*Supplied information:*
——
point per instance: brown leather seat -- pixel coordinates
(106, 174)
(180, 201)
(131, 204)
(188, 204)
——
*Your task:*
Exactly as given, please retype all the entries.

*Exercise response:*
point per instance: brown leather seat -- pixel coordinates
(106, 174)
(180, 201)
(131, 204)
(188, 204)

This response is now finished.